━━ TEXT ZUR ANALYSE ━━
Die deutschen Fußballerinnen wurden zuletzt international überholt. Nun heißt es, von Gegnern zu lernen

  • Frank Hellmann, Frankfurt am Main
  • Lesedauer: 4 Min.

Den Anspruch für das nächste Großereignis formuliert Joti Chatzialexiou recht eindeutig: »Wir wollen um Titel spielen, nicht mitspielen.« Der Sportliche Leiter beim Deutschen Fußball-Bund (DFB) macht zur Bestandsaufnahme fünf Monate vor der EM in England (6. bis 31. Juli) gerade jene Rundreise der deutschen Fußballerinnen mit, die nach Stationen in Middlesbrough und Norwich nun zum Abschluss nach Wolverhampton führt, wo das wichtigste Spiel beim Vier-Nationen-Turnier gegen die EM-Gastgeberinnen ansteht.

Von einem »Appetizer auf die Euro« spricht die rechte Hand von DFB-Direktionsleiter Oliver Bierhoff - und seine Vorfreude teilt Bundestrainerin Martina Voss-Tecklenburg uneingeschränkt. Einen stimmungsvollen Härtetest in einem gut besuchten Stadion gab es in Pandemie-Zeiten schließlich noch gar nicht. »Wir treffen auf eine Mannschaft, die in fünf Monaten Europameister werden will«, sagt Voss-Tecklenburg.

In den West Midlands wartet in der Tat ein hochmotivierter Gegner, der mit der Rückendeckung von bis zu 20 000 Fans den Heimsieg beim neu erschaffenen »Arnold Clark Cup« einfahren will. Und auch wenn Deutschland das Turnier nicht mehr gewinnen kann, wollen die DFB-Frauen sich später doch ebenso gern an dieses Prestigeduell erinnern wie an das letzte auf der Insel.

Im November 2019 sahen fast 80 000 Fans in Wembley zu Spottpreisen ein spektakuläres Länderspiel, das Deutschland mit 2:1 gewann. Torhüterin Merle Frohms nennt es rückblickend immer noch einen »Höhepunkt der Karriere« - sie hielt damals als neue Nummer eins einen Elfmeter. Solch einen Schub darf es gerne wieder geben, findet Chatzialexiou. Der 46-Jährige hält nämlich fest, dass andere Nationen den achtfachen Europameister Deutschland teilweise nicht nur eingeholt, »sondern in manchem Bereich vielleicht auch überholt« hätten.
━━━
AUFGABEN —
a: Wie viele Fans sahen laut dem Artikel im November 2019 das Länderspiel in Wembley?
b: Zitieren Sie bitte aus dem Artikel den Abschnitt von „Den Anspruch für“ bis „die EM-Gastgeberinnen ansteht.“.
━━ DATEN ZUR ANALYSE ━━
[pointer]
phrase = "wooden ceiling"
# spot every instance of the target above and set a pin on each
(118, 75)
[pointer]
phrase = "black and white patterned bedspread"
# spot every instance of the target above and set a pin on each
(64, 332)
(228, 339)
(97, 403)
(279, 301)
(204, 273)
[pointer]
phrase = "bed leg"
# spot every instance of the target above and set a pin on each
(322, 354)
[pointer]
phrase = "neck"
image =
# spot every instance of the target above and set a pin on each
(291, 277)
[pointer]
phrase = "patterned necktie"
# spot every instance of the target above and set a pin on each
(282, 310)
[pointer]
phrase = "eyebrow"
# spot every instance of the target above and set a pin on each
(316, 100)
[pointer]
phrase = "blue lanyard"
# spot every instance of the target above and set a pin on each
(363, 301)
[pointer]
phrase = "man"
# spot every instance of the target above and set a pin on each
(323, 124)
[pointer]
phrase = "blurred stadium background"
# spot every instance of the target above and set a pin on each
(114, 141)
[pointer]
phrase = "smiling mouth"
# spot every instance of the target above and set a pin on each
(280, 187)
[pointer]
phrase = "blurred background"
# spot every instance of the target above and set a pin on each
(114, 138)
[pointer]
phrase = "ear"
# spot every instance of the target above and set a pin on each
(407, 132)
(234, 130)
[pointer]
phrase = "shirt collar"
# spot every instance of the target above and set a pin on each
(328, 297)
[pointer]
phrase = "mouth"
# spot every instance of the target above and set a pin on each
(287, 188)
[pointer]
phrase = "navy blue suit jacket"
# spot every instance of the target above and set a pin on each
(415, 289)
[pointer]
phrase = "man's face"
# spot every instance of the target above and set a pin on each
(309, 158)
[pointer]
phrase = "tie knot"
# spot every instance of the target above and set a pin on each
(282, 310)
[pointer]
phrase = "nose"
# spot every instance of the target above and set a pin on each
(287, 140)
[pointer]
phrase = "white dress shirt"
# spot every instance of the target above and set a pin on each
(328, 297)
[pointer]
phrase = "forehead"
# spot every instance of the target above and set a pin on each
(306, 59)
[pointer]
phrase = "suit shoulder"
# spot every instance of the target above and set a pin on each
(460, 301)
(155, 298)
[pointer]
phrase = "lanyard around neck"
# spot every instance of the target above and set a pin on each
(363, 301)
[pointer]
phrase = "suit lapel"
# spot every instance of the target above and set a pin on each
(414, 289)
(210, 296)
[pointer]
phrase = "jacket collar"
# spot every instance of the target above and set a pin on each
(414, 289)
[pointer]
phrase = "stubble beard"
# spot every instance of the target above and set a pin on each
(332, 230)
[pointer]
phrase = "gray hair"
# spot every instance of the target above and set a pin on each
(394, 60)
━━━
ERGEBNISSE —
a: Fast 80 000 Fans.

b:
Den Anspruch für das nächste Großereignis formuliert Joti Chatzialexiou recht eindeutig: »Wir wollen um Titel spielen, nicht mitspielen.« Der Sportliche Leiter beim Deutschen Fußball-Bund (DFB) macht zur Bestandsaufnahme fünf Monate vor der EM in England (6. bis 31. Juli) gerade jene Rundreise der deutschen Fußballerinnen mit, die nach Stationen in Middlesbrough und Norwich nun zum Abschluss nach Wolverhampton führt, wo das wichtigste Spiel beim Vier-Nationen-Turnier gegen die EM-Gastgeberinnen ansteht.